WHAT YOU NEED TO DO
Write out every entry exactly as it stands.

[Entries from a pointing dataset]
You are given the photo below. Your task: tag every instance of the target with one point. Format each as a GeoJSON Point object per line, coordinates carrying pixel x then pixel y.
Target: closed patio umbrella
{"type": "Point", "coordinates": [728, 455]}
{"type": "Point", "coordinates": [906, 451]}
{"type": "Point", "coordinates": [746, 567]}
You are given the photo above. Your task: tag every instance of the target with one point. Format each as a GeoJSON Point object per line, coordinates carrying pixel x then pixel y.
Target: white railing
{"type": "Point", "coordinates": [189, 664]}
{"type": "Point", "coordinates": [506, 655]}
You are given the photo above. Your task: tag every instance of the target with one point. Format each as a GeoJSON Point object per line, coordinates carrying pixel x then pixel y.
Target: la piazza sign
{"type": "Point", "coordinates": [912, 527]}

ANSWER TO THIS EXERCISE
You are given the photo below. Your task: tag every instance of the target with one point. Format each as a GeoJSON Point object per line, coordinates carrying pixel x then pixel y.
Target: closed patio umbrella
{"type": "Point", "coordinates": [728, 455]}
{"type": "Point", "coordinates": [906, 451]}
{"type": "Point", "coordinates": [746, 567]}
You are given the photo above. Your task: tag every instance of the target with one point. Format each as a GeoJSON Point object per line, coordinates carrying pixel x then pixel y.
Target: white railing
{"type": "Point", "coordinates": [189, 664]}
{"type": "Point", "coordinates": [506, 655]}
You are given the photo above. Your task: tag every instance of the target with one point. Format each as a GeoJSON Point object per line, coordinates carrying pixel x then pixel y.
Target: la piazza sign
{"type": "Point", "coordinates": [912, 527]}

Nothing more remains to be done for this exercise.